Select every line of the data below that contains the string "nose", and copy each one out. Case counts, so a line matches only if the letters are in the same case.
=== DATASET EXCERPTS ===
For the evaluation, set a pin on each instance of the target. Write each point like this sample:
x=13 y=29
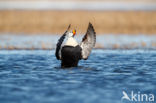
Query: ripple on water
x=36 y=76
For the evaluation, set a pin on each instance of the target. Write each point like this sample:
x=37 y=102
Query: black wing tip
x=69 y=26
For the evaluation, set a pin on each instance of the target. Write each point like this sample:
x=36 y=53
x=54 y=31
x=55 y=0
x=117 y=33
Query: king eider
x=71 y=52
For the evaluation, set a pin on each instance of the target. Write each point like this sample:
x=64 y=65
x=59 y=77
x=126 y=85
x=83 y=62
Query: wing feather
x=59 y=43
x=88 y=42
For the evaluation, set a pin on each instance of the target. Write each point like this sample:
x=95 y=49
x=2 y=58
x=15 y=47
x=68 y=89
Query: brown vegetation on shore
x=116 y=22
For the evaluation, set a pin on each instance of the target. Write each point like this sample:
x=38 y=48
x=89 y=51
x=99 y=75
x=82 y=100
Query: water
x=36 y=77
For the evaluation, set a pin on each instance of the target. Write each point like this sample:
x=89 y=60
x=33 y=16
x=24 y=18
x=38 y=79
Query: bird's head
x=74 y=32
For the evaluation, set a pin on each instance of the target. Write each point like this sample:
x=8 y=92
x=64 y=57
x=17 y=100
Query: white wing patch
x=88 y=42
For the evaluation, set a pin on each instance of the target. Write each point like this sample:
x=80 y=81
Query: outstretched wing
x=88 y=42
x=59 y=43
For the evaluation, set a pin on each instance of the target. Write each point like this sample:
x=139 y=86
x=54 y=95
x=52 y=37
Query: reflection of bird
x=125 y=96
x=71 y=52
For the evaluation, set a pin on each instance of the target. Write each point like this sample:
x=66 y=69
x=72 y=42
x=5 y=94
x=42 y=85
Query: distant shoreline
x=77 y=5
x=56 y=22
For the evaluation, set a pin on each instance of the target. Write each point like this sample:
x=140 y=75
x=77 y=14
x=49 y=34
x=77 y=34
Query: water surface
x=36 y=77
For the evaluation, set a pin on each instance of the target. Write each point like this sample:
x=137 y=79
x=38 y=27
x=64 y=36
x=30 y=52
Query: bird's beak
x=74 y=32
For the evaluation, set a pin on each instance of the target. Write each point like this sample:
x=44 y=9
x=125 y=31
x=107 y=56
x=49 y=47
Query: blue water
x=36 y=77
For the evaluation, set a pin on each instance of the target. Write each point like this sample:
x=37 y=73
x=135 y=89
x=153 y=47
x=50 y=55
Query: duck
x=71 y=52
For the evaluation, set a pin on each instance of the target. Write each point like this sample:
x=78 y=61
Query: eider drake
x=71 y=52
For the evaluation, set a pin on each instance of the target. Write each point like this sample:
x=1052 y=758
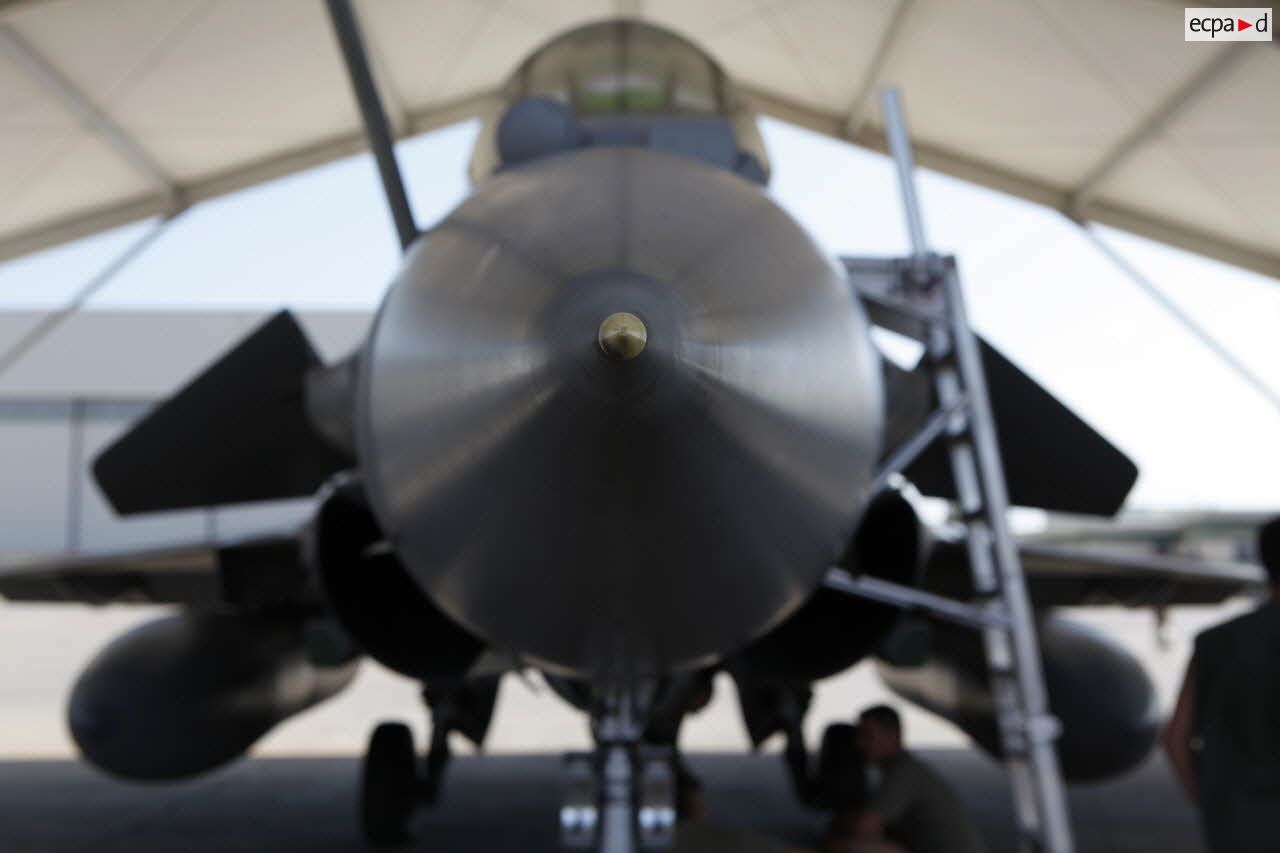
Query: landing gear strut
x=622 y=797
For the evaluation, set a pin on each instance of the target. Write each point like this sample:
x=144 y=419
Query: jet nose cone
x=622 y=336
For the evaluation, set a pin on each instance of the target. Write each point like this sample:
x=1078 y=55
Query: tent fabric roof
x=113 y=110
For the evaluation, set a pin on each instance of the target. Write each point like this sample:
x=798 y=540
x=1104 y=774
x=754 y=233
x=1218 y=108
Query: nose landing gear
x=396 y=783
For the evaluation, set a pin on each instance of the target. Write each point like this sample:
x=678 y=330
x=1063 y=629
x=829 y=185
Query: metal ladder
x=923 y=293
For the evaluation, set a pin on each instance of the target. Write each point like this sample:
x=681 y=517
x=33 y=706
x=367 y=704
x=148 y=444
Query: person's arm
x=1179 y=733
x=887 y=804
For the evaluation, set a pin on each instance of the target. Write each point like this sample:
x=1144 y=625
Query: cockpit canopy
x=621 y=82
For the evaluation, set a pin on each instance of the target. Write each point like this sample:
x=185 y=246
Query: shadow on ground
x=498 y=804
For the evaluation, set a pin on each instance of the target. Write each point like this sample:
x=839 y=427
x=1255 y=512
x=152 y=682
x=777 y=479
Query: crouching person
x=910 y=808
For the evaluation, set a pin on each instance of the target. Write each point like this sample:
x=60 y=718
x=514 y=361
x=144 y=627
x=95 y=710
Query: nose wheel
x=389 y=785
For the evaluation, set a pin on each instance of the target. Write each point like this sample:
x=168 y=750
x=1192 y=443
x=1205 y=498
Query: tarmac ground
x=502 y=804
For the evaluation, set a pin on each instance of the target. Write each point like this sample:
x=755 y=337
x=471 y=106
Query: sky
x=1036 y=287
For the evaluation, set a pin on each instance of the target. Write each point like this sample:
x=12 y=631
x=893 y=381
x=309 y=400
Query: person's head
x=880 y=733
x=1269 y=550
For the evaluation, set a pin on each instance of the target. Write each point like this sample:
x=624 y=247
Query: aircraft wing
x=1065 y=575
x=254 y=574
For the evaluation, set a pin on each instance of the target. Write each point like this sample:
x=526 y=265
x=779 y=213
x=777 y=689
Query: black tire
x=389 y=787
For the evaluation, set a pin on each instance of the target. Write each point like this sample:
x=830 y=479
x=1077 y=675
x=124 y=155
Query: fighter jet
x=617 y=420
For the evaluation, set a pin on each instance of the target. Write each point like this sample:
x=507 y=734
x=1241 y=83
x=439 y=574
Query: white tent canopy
x=113 y=110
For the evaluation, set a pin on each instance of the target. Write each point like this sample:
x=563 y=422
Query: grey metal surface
x=1016 y=678
x=707 y=483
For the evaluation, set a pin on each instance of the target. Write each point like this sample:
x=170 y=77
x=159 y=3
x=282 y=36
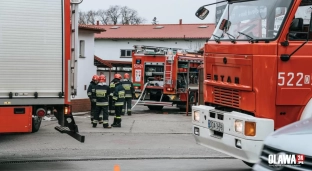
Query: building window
x=126 y=53
x=82 y=49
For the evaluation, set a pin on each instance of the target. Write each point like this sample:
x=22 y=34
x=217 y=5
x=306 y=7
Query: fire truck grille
x=226 y=97
x=267 y=150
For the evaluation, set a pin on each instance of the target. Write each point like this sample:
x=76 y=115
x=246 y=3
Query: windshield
x=258 y=19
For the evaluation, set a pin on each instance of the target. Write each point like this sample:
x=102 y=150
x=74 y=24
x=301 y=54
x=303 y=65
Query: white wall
x=86 y=68
x=110 y=49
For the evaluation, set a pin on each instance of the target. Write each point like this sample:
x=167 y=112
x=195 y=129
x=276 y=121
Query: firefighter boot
x=94 y=123
x=106 y=125
x=117 y=123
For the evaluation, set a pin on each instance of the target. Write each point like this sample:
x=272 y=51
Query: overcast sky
x=166 y=11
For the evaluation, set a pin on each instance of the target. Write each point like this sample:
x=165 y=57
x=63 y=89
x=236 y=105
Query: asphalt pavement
x=158 y=140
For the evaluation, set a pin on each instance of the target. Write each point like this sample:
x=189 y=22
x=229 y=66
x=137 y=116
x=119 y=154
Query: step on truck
x=165 y=76
x=257 y=67
x=38 y=45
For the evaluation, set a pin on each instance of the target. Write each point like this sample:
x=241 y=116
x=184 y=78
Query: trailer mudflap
x=70 y=128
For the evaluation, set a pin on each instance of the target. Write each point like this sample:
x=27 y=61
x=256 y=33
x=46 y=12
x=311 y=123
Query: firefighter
x=119 y=99
x=102 y=92
x=128 y=86
x=91 y=94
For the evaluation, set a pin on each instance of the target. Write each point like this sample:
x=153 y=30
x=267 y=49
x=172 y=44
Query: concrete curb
x=60 y=159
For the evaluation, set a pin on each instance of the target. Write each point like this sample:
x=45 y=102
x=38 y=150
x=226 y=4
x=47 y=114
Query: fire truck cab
x=257 y=68
x=165 y=76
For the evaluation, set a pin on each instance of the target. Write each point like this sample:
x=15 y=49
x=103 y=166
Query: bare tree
x=154 y=21
x=91 y=17
x=103 y=16
x=130 y=16
x=113 y=13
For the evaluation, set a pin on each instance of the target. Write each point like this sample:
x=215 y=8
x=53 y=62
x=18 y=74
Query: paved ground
x=131 y=165
x=146 y=141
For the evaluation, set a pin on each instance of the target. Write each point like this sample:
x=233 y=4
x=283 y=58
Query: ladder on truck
x=74 y=48
x=168 y=68
x=157 y=50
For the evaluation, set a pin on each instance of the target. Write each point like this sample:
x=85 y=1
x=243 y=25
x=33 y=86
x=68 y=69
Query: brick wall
x=81 y=105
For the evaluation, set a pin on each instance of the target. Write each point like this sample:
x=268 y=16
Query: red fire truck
x=257 y=68
x=165 y=76
x=37 y=64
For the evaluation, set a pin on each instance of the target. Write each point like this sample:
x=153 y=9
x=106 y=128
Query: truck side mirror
x=225 y=25
x=202 y=13
x=286 y=42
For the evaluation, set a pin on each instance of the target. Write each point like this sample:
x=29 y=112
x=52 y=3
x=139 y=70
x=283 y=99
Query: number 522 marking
x=291 y=78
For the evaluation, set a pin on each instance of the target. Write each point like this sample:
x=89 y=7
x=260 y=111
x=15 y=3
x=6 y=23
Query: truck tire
x=249 y=164
x=155 y=107
x=36 y=122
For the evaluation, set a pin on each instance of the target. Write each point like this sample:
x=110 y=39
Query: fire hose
x=140 y=95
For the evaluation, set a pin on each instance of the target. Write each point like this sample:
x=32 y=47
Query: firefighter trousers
x=97 y=118
x=118 y=110
x=127 y=105
x=111 y=109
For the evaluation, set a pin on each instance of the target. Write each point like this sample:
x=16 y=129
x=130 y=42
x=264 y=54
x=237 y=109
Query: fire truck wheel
x=36 y=122
x=155 y=107
x=248 y=164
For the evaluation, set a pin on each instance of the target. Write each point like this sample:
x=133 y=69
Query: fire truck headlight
x=250 y=128
x=239 y=126
x=196 y=115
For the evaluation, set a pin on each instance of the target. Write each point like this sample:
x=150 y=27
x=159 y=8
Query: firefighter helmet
x=102 y=79
x=118 y=76
x=126 y=76
x=95 y=78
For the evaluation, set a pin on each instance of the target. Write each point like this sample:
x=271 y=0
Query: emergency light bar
x=76 y=1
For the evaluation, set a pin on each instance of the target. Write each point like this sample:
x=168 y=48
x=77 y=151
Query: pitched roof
x=110 y=63
x=100 y=62
x=91 y=28
x=159 y=31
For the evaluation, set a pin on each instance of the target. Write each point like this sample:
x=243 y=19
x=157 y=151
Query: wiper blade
x=231 y=37
x=217 y=38
x=250 y=38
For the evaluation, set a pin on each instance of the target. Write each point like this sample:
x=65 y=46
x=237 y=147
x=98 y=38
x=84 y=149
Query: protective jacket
x=112 y=87
x=91 y=91
x=102 y=92
x=128 y=86
x=119 y=94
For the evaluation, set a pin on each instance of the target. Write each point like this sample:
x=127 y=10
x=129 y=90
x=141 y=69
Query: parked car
x=293 y=139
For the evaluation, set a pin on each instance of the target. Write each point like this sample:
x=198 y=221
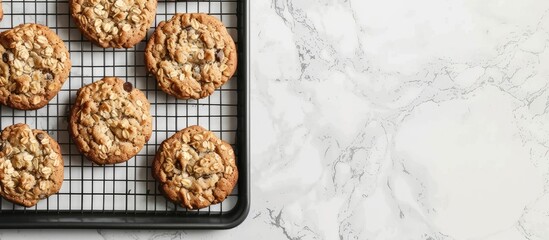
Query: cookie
x=195 y=168
x=31 y=165
x=110 y=121
x=1 y=11
x=191 y=55
x=116 y=24
x=35 y=63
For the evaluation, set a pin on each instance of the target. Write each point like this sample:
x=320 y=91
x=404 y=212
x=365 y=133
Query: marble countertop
x=396 y=119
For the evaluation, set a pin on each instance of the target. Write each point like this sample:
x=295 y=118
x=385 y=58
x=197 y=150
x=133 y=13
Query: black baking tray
x=77 y=213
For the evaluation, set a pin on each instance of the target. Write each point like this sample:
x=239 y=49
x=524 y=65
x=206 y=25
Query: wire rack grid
x=127 y=187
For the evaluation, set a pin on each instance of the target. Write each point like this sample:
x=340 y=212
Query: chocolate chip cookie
x=110 y=121
x=35 y=64
x=31 y=165
x=116 y=24
x=195 y=168
x=191 y=55
x=1 y=10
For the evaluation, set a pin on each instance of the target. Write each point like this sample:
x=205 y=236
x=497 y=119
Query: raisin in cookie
x=191 y=55
x=117 y=24
x=31 y=165
x=195 y=168
x=110 y=121
x=35 y=64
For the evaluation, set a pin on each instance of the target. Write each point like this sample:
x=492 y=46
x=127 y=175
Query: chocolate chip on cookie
x=195 y=168
x=31 y=165
x=191 y=55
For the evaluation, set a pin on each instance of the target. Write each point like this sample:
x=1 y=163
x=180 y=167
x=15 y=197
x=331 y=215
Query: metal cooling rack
x=125 y=195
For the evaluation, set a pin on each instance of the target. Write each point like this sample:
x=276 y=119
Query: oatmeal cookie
x=195 y=168
x=110 y=121
x=114 y=23
x=35 y=64
x=191 y=55
x=1 y=11
x=31 y=165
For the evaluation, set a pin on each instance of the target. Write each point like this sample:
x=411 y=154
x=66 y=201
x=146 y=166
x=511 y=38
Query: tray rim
x=139 y=220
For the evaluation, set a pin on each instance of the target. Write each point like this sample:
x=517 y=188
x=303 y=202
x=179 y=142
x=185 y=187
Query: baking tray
x=125 y=195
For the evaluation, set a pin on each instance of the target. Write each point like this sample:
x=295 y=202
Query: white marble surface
x=397 y=119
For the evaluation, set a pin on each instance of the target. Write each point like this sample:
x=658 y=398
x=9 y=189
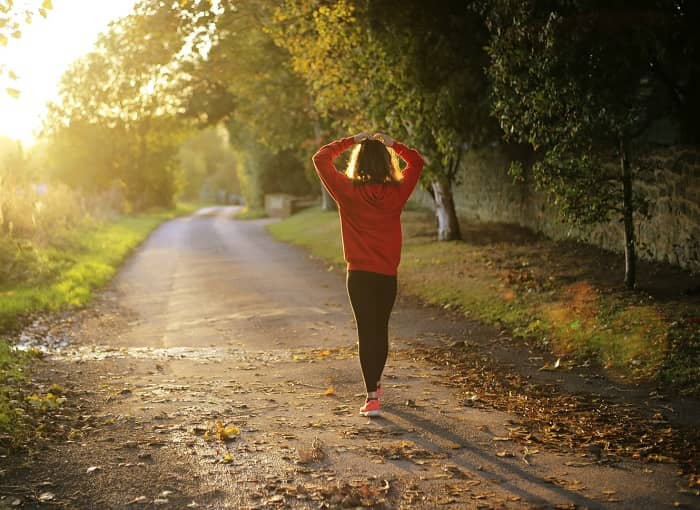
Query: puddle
x=37 y=336
x=197 y=354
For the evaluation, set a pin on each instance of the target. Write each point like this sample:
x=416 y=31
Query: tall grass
x=634 y=339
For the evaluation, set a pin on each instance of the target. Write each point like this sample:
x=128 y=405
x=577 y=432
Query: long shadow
x=481 y=471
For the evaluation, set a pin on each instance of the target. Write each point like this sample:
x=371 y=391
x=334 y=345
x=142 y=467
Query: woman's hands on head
x=385 y=139
x=361 y=137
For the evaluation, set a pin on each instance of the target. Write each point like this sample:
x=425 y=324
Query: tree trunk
x=630 y=256
x=327 y=203
x=448 y=223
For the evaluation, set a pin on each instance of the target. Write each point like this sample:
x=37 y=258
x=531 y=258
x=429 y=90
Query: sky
x=43 y=53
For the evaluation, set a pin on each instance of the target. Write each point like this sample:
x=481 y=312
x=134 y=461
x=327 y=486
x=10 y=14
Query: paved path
x=212 y=320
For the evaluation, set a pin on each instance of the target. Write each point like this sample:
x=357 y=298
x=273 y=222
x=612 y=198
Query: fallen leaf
x=47 y=496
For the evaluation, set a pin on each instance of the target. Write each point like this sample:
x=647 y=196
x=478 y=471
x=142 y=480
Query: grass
x=559 y=294
x=86 y=260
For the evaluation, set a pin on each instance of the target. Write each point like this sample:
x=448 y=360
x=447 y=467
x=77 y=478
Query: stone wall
x=669 y=177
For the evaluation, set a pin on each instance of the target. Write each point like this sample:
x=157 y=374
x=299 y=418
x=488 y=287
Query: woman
x=370 y=195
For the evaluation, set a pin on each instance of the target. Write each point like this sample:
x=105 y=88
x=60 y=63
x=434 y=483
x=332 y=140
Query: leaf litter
x=588 y=424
===
### WORKED ANSWER:
Query: jet nose cone
Query: nose landing gear
Query: nose wheel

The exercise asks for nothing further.